**** Extrait fourni ****
André Butzer : Frau am Tisch mit Früchten
Frau am Tisch mit Früchten, soit Femme à table avec fruits, ce titre est commun à quatre très grands tableaux qu’André Butzer a exécutés pour l’occasion et qu’il présente ensemble dans l’espace principal de la galerie. Les quatre tableaux offrent chacun sur un fond d’un rouge intense ce même visage de femme, presque une signature, fait d’un grand ovale rose et de deux ovales blancs marqués d’un trait bleu pour figurer les yeux, d’une demi-lune blanche pour la bouche et coiffé de cheveux ocre. Les fruits méditerranéens se trouvent sur un rond bleu ou un carré violet ou bien flottent librement dans l’espace. Il y a le sujet apparent, celui d’une peinture de Salon d’un autre temps, et deux autres sujets plus réels qui sont la puissance de la couleur pure et la relation que l’artiste entretient avec Matisse. Avec cet ensemble de toiles ou l’effet choral marque plus que les variations de l’une à l’autre, l’artiste évoque la façon dont son héros construit l’espace par la couleur. Butzer peint en mouvements amples et fluides, privilégiant la lumière et négligeant la profondeur. Tant par la large bordure blanche sur la toile que par la présence du visage, l’artiste pose une distance face aux effets d’absorption et de fascination. Les autres tableaux dans l’exposition apparaissent comme des étapes préparatoires ou comme une manière de prolonger l’échange : dans l’un, le noir est substitué au rouge, dans deux autres, la femme a disparu. Enfin, comme pour casser l’unité thématique, un tableau met en scène le même visage au regard oblique, qu’il confronte cette fois à une accumulation de rectangles et de ronds de couleur sur un fond rose vif. Cette accumulation, est-ce un répertoire de formes, l’équivalent d’une palette, ou d’un jeu de constructions ? La femme dans ce cas nous apparaît comme un double de l’artiste.
****
Défi A: Sélectionnez chaque ligne des entrées où figure la chaîne « engine », en tenant compte de la casse.
**** Données fournies ****
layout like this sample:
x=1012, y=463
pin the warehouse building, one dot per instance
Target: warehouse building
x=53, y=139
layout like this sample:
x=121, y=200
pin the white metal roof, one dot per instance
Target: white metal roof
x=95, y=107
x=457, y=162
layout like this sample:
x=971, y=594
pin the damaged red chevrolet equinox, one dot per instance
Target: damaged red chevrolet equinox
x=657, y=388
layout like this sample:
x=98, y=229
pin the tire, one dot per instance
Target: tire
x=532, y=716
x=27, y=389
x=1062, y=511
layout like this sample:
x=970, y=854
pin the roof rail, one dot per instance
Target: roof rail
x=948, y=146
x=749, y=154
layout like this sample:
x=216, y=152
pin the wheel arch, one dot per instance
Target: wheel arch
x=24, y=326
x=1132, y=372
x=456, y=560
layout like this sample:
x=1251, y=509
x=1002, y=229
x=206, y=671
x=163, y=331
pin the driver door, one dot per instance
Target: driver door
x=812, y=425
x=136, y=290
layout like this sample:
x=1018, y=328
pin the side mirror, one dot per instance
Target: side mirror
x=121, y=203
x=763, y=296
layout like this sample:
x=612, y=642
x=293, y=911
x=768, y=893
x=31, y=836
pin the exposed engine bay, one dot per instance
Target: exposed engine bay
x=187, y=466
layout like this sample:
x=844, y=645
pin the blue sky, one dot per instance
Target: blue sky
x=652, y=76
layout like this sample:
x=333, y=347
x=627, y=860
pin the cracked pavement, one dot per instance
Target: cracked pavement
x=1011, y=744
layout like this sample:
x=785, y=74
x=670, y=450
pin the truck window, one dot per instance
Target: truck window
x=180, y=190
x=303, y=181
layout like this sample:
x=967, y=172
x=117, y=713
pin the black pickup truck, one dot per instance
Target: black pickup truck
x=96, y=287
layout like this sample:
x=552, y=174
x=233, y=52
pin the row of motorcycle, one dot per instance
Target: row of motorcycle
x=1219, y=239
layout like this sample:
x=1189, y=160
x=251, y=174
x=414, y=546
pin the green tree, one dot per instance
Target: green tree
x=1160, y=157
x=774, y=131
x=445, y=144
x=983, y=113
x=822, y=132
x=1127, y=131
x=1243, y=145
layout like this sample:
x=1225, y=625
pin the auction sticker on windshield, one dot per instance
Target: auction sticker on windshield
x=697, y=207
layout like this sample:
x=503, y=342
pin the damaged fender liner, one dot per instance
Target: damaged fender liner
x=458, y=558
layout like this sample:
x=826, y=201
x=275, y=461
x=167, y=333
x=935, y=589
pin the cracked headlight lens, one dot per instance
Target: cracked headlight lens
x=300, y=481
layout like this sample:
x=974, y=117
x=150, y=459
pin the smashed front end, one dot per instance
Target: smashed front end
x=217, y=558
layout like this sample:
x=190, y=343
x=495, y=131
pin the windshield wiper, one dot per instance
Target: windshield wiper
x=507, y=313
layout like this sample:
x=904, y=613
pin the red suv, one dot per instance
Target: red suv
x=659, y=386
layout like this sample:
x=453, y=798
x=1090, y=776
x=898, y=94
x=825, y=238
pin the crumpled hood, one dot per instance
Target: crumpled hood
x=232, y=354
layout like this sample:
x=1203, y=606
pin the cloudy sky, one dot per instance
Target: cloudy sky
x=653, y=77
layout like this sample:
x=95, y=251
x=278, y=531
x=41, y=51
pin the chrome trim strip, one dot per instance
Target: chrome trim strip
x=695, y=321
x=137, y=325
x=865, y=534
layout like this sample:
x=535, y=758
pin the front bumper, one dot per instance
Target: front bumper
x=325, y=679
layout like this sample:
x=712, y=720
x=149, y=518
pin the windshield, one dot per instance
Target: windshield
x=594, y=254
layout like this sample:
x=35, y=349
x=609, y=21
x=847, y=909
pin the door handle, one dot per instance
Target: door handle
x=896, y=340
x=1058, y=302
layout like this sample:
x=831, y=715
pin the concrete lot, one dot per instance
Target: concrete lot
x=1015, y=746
****
Défi B:
Répondez brièvement aux questions suivantes d'après le texte sur les tableaux d'André Butzer.
(i) De quelle couleur est le fond des quatre très grands tableaux ?
(ii) Dans l'un des autres tableaux de l'exposition, quelle couleur est substituée au rouge ?
(iii) Sur quel fond le tableau au regard oblique présente-t-il l'accumulation de rectangles et de ronds de couleur ?

Corrigé A:
pin the exposed engine bay, one dot per instance
Target: exposed engine bay

Corrigé B:
(i) Un rouge intense.
(ii) Le noir.
(iii) Un fond rose vif.